**TASK BRIEF**
Your task is to reproduce the material exactly.
══ TASK INPUTS ══
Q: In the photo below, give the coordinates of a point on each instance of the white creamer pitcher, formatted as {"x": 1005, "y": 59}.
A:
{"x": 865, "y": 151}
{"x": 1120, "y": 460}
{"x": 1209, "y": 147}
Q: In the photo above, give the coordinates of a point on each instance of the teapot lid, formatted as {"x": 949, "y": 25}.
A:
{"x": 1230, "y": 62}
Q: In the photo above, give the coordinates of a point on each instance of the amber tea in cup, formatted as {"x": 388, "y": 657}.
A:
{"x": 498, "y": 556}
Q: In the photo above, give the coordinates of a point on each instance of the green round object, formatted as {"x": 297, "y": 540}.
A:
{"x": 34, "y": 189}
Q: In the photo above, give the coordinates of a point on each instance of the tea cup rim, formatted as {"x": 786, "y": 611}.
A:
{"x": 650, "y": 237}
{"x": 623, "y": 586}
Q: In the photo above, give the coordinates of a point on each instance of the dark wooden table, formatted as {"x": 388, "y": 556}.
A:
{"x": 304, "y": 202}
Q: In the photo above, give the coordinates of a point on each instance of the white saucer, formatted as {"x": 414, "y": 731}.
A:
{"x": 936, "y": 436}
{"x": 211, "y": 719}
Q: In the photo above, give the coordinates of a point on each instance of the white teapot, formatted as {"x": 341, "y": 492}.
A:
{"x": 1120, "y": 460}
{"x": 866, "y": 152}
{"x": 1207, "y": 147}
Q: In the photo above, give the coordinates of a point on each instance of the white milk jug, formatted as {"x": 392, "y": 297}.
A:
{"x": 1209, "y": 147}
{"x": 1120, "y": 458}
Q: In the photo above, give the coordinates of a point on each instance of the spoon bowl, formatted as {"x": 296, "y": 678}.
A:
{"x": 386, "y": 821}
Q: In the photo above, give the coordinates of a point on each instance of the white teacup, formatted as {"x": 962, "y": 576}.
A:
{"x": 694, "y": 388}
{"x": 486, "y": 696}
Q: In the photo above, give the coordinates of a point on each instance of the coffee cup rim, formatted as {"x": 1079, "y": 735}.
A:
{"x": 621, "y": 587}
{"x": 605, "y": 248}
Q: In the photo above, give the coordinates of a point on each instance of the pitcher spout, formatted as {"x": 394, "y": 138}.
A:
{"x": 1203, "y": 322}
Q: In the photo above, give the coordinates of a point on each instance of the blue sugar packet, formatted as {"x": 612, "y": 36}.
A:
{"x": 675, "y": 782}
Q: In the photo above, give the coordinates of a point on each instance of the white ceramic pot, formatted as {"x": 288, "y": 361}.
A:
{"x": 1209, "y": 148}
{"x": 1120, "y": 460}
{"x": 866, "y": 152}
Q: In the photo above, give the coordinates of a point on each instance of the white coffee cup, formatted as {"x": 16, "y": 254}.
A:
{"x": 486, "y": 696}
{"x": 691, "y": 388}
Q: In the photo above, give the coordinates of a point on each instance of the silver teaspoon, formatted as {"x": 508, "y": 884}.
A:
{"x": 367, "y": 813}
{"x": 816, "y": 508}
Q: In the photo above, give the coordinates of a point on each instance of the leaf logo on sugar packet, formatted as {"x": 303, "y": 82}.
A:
═══
**WORKED SOLUTION**
Q: In the photo below, give the coordinates of a point on each instance of the white creamer pitcher, formatted as {"x": 1005, "y": 59}.
A:
{"x": 865, "y": 151}
{"x": 1120, "y": 460}
{"x": 1209, "y": 147}
Q: In the photo above, give the coordinates of a point on each instance of the teapot lid, formatted as {"x": 949, "y": 25}.
A:
{"x": 1230, "y": 62}
Q: In the photo above, give the coordinates of a point on each instance of the amber tea in cup, formatted as {"x": 388, "y": 657}.
A:
{"x": 498, "y": 556}
Q: In the photo above, give the coordinates of a point on each instance of the green round object, formatted as {"x": 297, "y": 540}.
A:
{"x": 34, "y": 189}
Q: In the photo above, give the coordinates of a point on each instance of the tea cup rim, formatted as {"x": 786, "y": 611}.
A:
{"x": 650, "y": 237}
{"x": 623, "y": 586}
Q: In the photo above, give the coordinates of a point on each instance of the dark wooden table, formatted as {"x": 388, "y": 556}.
A:
{"x": 304, "y": 202}
Q: In the photo above, give the coordinates of a point on each instance of the white saucer, formatted as {"x": 414, "y": 731}.
A:
{"x": 936, "y": 436}
{"x": 211, "y": 719}
Q: In the photo above, give the coordinates of a point on each instance of the white teapot, formatted as {"x": 341, "y": 492}.
A:
{"x": 1120, "y": 460}
{"x": 866, "y": 152}
{"x": 1207, "y": 147}
Q: In the photo above, give the coordinates of a point on each instance of the white milk jug, formatted as {"x": 392, "y": 297}.
A:
{"x": 1209, "y": 147}
{"x": 1120, "y": 458}
Q: In the photo above, give the coordinates of a point on each instance of the spoon bowl, formatted as {"x": 296, "y": 678}.
A:
{"x": 386, "y": 821}
Q: In the photo above, give the coordinates of a point on each instance of the white teacup, formatted as {"x": 962, "y": 576}.
A:
{"x": 694, "y": 388}
{"x": 486, "y": 696}
Q: In the photo above, give the coordinates of a point on each instance of the coffee cup rim, formatted as {"x": 1079, "y": 735}.
A:
{"x": 621, "y": 587}
{"x": 605, "y": 248}
Q: In the photo above, give the coordinates of a point on each instance of the pitcher spout, formatted as {"x": 394, "y": 138}.
A:
{"x": 1203, "y": 322}
Q: In the photo above, give the coordinates of a point on each instance of the blue sugar packet, formatted as {"x": 612, "y": 36}.
A:
{"x": 675, "y": 782}
Q: In the photo above, give the coordinates of a point on each instance of the white ceramic pot, formatted as {"x": 288, "y": 361}.
A:
{"x": 1209, "y": 148}
{"x": 1120, "y": 460}
{"x": 866, "y": 152}
Q: In the photo above, give the coordinates of a point on each instance of the white coffee cup, formatted as {"x": 16, "y": 254}.
A:
{"x": 486, "y": 696}
{"x": 691, "y": 388}
Q: In the photo above, give the coordinates of a point on each instance of the silver teaspoon, formatted as {"x": 508, "y": 884}.
A:
{"x": 367, "y": 813}
{"x": 816, "y": 508}
Q: In the photo above, give the coordinates of a point on each instance of the leaf logo on sugar packet, formatted as {"x": 303, "y": 82}.
A:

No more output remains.